> [Yapılacak işler]:
[1] Okuma metnindeki "Unutulmamalıdır ki" diye başlayan paragrafı ana bilgileri kaybetmeden madde madde yazın.
[2] Okuma metninde bağımsızlık yılı verilen bütün ülkeleri, yanlarına bu yılları ekleyerek sıralayın.
[3] Okuma metnine göre aşağıdaki soruları kısaca cevaplayın.
(a) Kurulacak devletçik okul müfredatında neye geniş yer verecekmiş?
(b) Aynı durum başka nerede yaşanmış?
(c) Bulgaristan bağımsız olduktan kaç yıl sonra Osmanlı Devleti'ne saldırmış?

> [Okuma metni]:
..........

Kürtçülük akımının Türkiye'nin gündemini büyük puntolar şeklinde meşgûl etmeye başladığı son birkaç yıldır; bu akımı kendi meşreplerine göre değerlendiren kimi kesimlerin savunduğu görüşlerden biri de, sınır komşumuz olarak peydâ olacak Kürdistan adlı bir devletçiğin, Türkiye'nin güdümünde bulunacağı ve bunun Türkiye'nin yararına olacağıdır. Böyle bir görüşe destek çıkanlar, târihin verdiği dersleri hafife almaktadırlar. Her şeyden önce, böyle bir devletçiğin ortaya çıkması, orada hâkim millet (!) rolü oynayacak olan Kürtler'in, yukarıda evreleri sayılan geç milliyetçilik özelliklerini taşımalarını engellemeyecektir. Bu devletçik, milletler milliyetçilikten doğar anlayışına uygun davranmak adına, okul müfredâtında dahî, kendilerinin kurulmasına en çok karşı duran Türkiye'ye karşı düşmanlık ibârelerine geniş yer verecektir. Aynı durum, Osmanlı egemenliğinden çıkan Arap ülkelerinde de yaşanmıştır.[1]

Unutulmamalıdır ki, Osmanlı'dan bağımsızlığını 1829 yılında alan Yunanistan, aradan yetmiş yıl bile geçmeden, Osmanlı Devleti'ne saldırmıştır. Bu saldırıdan yaklaşık yirmi yıl sonra da, kalıcı olarak ülkemizi işgâl etmeye yeltenmiştir. 1878 yılında bağımsız olan Sırbistan ve Karadağ, otuz dört yıl sonra Osmanlı Devleti'ne saldırmışlardır. 1908 yılında bağımsız olan Bulgaristan, dört yıl sonra Osmanlı Devleti'ne saldırmıştır. Bunlardan Yunanistan'ın bağımsızlığı, diğerlerine örnek teşkil etmiştir.

..........

> [Ham veriler]:
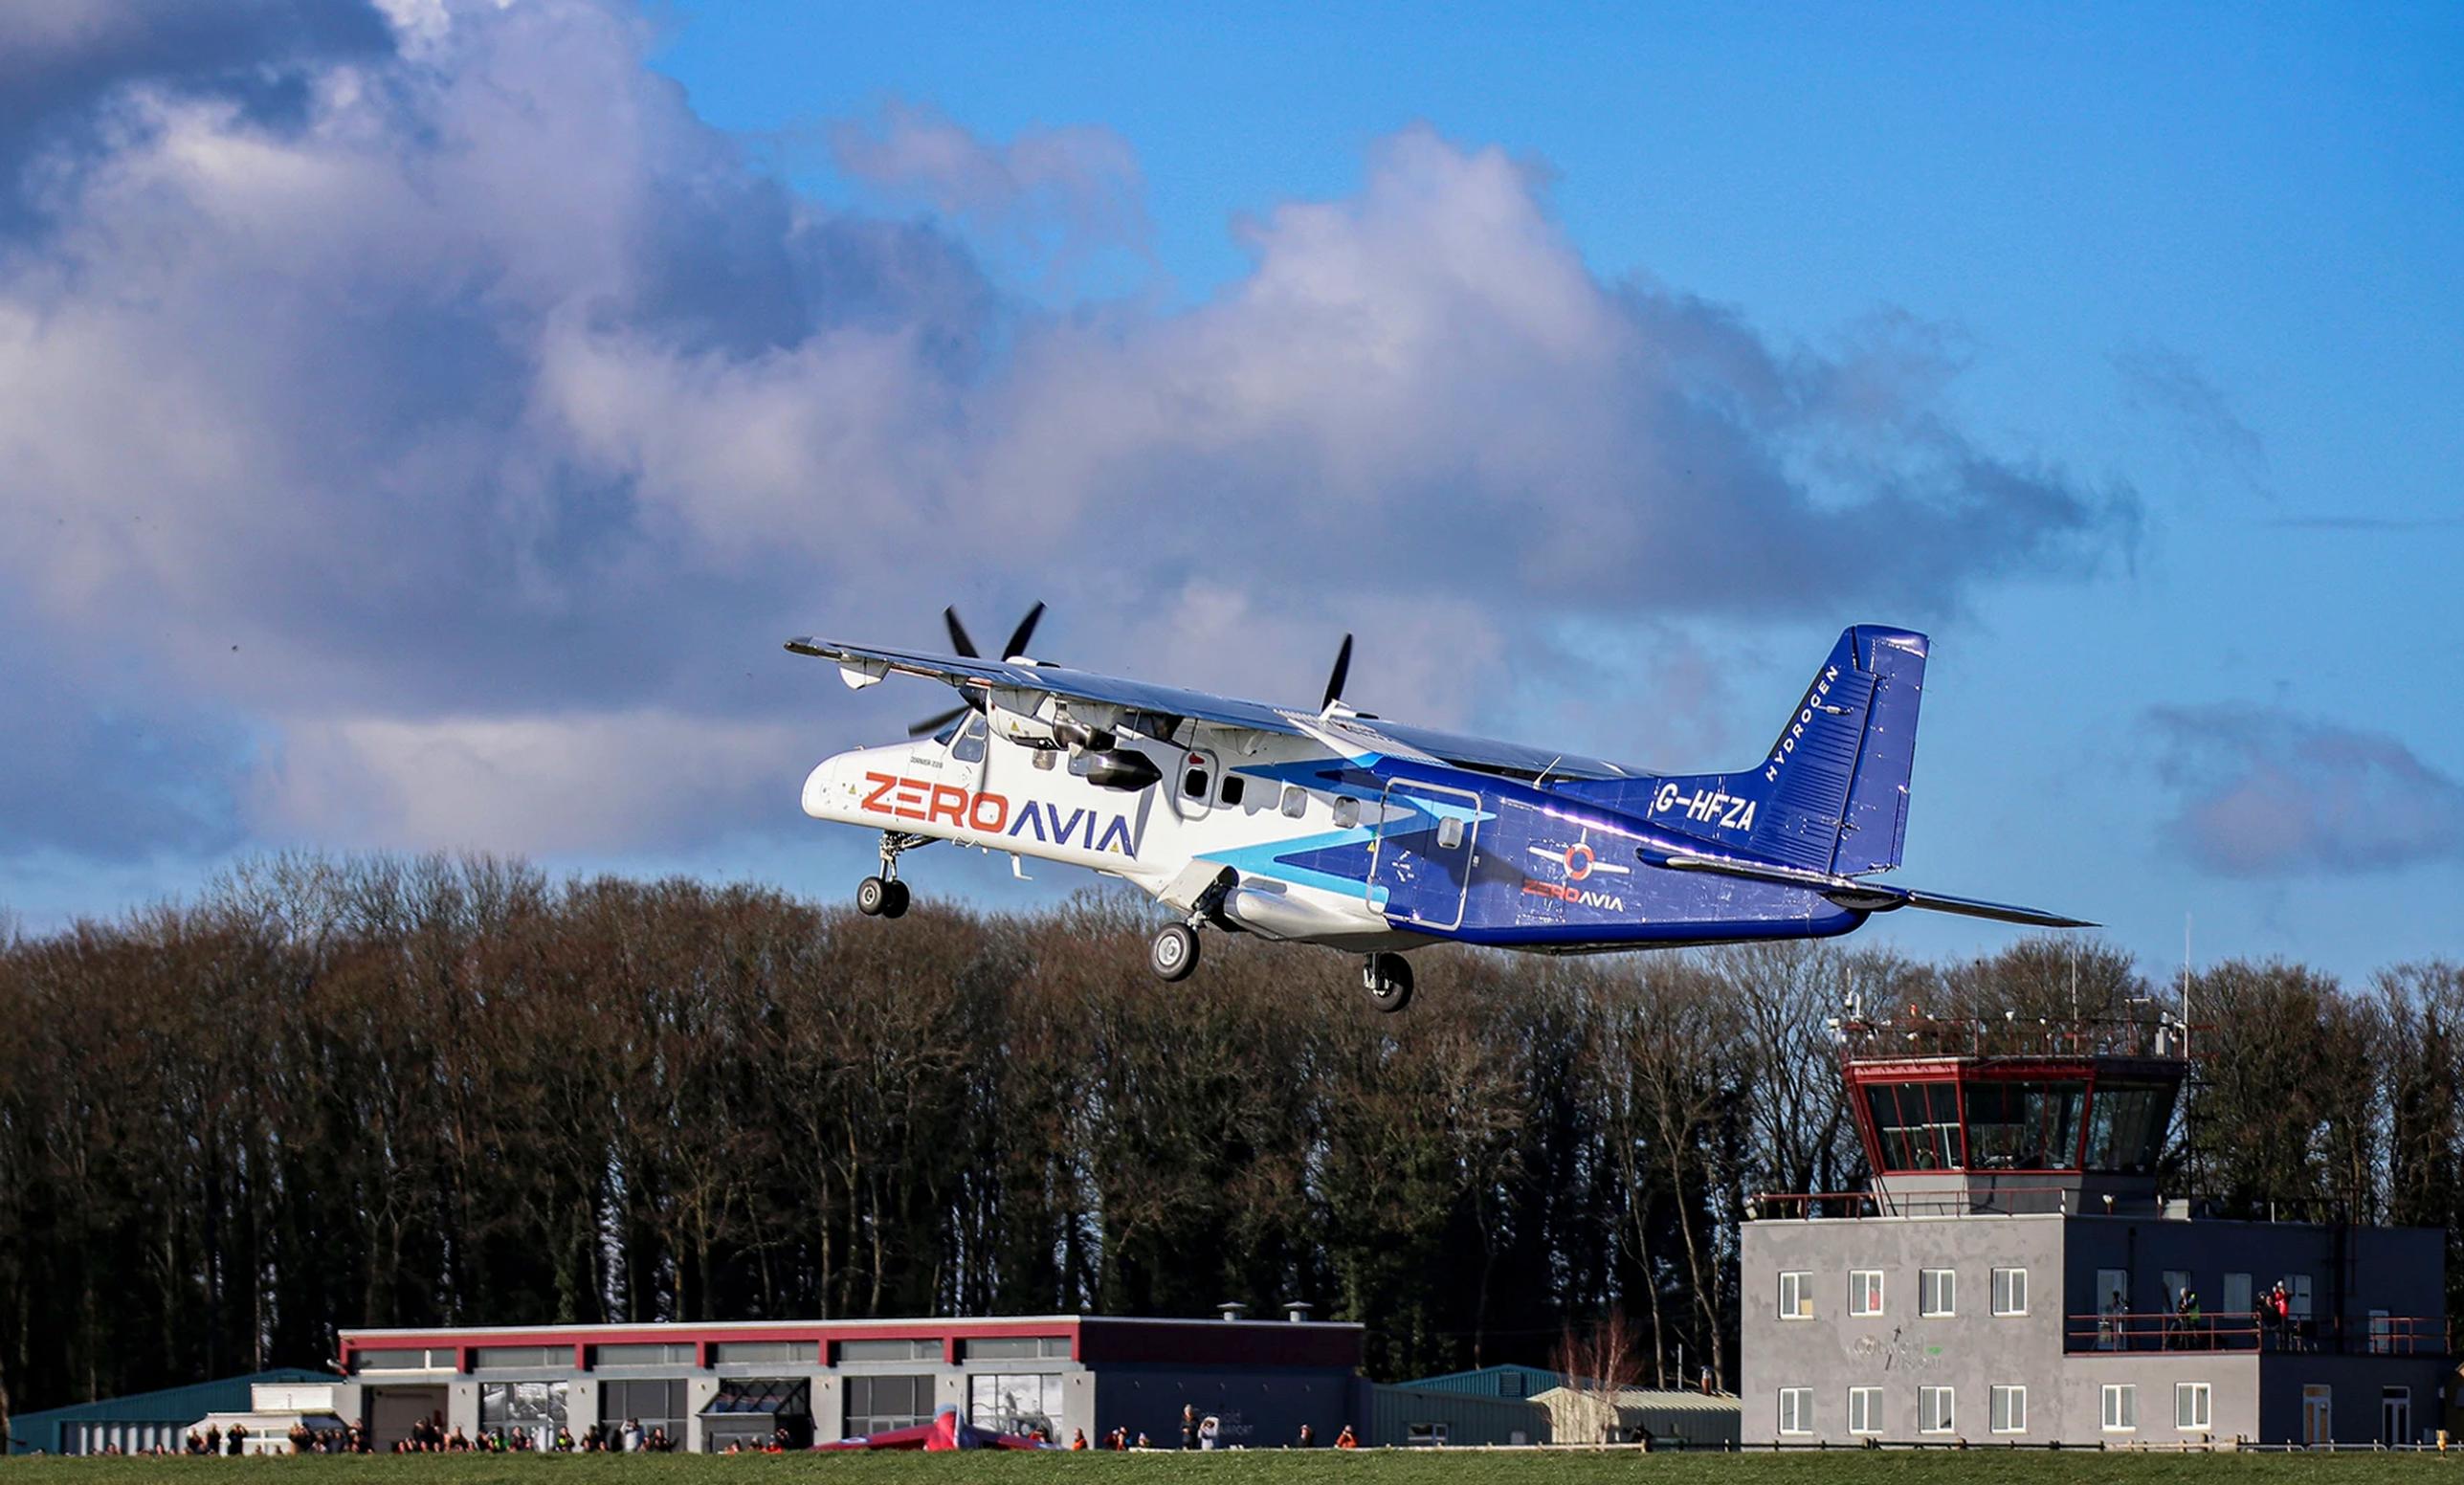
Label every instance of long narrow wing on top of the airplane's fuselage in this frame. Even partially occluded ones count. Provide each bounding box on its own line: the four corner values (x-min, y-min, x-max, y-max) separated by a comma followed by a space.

..........

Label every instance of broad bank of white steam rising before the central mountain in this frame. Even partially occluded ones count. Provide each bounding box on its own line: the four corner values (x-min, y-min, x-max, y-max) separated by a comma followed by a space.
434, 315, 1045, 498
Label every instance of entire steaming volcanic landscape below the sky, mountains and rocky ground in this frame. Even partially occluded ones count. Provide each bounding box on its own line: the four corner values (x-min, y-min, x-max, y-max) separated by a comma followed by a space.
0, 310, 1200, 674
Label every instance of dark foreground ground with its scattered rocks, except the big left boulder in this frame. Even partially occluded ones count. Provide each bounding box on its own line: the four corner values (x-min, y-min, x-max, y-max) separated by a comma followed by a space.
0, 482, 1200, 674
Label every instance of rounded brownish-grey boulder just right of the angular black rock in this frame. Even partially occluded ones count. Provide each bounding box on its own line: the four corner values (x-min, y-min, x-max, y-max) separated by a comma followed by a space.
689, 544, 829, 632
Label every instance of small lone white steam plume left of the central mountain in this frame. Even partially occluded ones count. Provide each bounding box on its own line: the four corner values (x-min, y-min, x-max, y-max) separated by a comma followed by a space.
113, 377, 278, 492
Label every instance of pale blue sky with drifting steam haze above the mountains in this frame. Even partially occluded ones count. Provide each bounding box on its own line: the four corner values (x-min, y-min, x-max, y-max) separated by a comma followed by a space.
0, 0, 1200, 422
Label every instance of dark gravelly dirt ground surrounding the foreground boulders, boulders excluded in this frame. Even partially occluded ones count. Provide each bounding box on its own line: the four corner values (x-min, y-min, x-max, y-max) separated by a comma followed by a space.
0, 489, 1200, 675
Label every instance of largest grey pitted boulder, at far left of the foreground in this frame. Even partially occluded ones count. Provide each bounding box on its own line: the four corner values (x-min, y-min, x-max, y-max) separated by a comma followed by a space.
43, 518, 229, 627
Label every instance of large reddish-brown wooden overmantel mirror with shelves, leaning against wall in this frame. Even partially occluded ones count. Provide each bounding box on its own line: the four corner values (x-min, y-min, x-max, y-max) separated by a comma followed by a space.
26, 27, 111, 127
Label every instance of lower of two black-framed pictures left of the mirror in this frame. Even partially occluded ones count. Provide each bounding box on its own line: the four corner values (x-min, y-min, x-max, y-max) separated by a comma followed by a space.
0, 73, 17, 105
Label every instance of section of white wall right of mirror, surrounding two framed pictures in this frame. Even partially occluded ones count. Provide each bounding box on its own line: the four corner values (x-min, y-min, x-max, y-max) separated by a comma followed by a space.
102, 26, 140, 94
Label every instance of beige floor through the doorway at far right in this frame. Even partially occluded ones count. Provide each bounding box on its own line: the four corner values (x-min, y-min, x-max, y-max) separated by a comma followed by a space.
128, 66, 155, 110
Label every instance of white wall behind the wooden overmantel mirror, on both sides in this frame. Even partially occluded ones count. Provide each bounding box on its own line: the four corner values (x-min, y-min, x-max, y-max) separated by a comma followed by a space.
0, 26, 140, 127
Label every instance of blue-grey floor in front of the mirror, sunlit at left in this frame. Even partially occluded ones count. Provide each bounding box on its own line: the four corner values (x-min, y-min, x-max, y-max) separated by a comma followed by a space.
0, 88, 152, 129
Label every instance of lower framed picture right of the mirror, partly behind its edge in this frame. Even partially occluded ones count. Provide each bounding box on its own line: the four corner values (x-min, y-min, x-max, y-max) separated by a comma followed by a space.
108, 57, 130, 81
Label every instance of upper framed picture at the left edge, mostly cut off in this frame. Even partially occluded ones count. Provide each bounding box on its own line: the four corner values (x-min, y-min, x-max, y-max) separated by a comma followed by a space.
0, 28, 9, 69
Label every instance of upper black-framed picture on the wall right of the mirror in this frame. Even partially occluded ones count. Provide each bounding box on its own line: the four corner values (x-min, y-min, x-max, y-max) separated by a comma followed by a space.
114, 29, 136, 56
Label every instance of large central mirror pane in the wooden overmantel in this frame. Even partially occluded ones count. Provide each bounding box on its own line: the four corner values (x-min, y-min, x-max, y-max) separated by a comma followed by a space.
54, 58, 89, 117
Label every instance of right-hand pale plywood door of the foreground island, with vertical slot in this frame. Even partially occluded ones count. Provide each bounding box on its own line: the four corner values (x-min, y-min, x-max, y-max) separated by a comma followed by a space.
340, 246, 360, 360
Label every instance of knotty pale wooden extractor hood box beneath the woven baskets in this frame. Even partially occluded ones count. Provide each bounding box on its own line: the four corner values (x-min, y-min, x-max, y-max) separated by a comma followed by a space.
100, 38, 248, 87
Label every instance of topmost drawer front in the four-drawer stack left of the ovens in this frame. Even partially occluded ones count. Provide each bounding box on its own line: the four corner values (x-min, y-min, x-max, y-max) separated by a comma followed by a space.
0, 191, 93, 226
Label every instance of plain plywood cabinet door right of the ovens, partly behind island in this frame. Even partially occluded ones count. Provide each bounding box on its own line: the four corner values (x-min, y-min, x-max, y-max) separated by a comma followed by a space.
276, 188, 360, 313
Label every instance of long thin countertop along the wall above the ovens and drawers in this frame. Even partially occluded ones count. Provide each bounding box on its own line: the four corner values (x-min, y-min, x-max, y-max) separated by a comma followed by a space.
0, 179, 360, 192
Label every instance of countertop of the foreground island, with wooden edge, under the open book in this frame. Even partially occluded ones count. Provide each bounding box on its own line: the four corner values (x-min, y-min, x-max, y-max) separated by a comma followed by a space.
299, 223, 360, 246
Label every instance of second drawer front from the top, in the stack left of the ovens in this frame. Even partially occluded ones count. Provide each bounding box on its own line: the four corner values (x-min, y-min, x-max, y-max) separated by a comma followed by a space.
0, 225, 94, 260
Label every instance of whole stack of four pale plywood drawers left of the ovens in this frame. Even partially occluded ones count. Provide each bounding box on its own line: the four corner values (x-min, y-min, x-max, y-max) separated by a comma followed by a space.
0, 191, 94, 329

..........

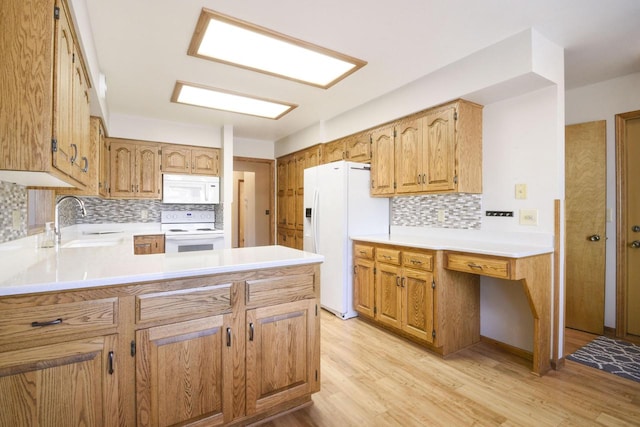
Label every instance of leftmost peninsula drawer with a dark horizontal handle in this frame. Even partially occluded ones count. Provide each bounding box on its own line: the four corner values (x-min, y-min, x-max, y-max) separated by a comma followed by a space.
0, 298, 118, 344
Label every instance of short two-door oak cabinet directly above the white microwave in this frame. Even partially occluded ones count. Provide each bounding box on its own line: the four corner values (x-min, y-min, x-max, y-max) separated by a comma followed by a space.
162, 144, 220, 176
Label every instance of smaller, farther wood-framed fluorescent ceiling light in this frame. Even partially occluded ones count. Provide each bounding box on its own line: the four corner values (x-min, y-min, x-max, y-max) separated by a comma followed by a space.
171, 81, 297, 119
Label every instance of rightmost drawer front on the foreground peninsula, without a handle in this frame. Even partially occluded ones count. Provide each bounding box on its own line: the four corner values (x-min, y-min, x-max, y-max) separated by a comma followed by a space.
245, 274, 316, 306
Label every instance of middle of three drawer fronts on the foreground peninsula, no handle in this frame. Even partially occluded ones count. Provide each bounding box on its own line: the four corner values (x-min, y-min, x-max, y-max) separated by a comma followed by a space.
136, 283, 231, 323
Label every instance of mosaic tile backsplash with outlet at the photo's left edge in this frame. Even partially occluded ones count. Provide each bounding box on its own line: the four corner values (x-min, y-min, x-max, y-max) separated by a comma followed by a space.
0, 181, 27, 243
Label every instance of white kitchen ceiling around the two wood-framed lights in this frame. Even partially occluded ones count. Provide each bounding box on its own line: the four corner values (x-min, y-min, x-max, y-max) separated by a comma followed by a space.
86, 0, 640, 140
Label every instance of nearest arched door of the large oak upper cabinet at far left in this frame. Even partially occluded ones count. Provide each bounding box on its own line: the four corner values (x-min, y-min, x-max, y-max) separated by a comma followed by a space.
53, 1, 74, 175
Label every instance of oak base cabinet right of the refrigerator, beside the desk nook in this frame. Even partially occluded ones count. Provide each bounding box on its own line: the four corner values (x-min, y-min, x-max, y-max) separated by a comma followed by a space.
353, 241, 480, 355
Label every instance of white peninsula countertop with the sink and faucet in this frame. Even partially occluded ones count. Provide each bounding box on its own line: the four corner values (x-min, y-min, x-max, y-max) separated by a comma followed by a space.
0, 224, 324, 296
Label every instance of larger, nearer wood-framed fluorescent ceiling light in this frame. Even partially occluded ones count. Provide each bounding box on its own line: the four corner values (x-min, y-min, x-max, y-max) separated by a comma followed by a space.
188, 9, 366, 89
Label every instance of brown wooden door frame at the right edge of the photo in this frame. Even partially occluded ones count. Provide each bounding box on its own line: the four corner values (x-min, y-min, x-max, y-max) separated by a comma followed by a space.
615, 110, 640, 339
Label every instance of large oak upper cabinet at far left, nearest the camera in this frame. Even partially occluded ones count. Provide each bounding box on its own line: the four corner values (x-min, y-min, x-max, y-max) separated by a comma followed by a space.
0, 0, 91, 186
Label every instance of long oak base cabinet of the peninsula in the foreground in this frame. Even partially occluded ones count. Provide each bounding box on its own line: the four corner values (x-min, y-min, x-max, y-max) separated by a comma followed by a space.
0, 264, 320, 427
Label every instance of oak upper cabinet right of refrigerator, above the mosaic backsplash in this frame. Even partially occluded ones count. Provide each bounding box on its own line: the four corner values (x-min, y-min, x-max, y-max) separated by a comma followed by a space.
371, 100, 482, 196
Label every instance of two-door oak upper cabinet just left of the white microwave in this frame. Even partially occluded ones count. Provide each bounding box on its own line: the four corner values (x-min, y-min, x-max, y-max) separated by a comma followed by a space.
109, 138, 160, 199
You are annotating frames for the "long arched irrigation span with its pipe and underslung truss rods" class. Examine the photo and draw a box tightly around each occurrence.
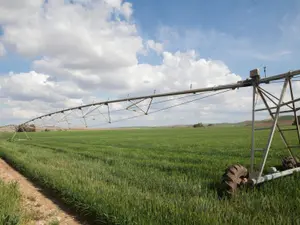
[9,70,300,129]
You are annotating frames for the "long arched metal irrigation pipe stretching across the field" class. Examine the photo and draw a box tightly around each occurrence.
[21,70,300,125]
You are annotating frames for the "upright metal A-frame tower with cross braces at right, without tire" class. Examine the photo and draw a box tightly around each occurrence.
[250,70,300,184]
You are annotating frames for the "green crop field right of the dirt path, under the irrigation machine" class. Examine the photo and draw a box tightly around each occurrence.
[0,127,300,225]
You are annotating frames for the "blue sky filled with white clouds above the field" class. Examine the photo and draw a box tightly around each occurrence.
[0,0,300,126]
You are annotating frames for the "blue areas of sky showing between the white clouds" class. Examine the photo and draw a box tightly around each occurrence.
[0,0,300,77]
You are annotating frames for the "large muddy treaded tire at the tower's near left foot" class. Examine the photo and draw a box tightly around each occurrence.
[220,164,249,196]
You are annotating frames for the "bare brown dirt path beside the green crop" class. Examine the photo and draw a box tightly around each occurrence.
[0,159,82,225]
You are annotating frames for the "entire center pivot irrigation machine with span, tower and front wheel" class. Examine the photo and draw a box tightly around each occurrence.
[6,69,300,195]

..........

> [Cevap listesi]:
[1]
- Yunanistan 1829'da Osmanlı'dan bağımsız oldu. Yetmiş yıl bile geçmeden Osmanlı Devleti'ne saldırdı. Yaklaşık yirmi yıl sonra da ülkeyi kalıcı olarak işgal etmeye yeltendi.
- Sırbistan ve Karadağ 1878'de bağımsız oldu ve otuz dört yıl sonra Osmanlı Devleti'ne saldırdı.
- Bulgaristan 1908'de bağımsız oldu ve dört yıl sonra Osmanlı Devleti'ne saldırdı.
- Yunanistan'ın bağımsızlığı diğerlerine örnek oldu.

[2]
- Yunanistan: 1829
- Sırbistan: 1878
- Karadağ: 1878
- Bulgaristan: 1908

[3]
(a) Türkiye'ye karşı düşmanlık ifadelerine.
(b) Osmanlı egemenliğinden çıkan Arap ülkelerinde.
(c) Dört yıl sonra.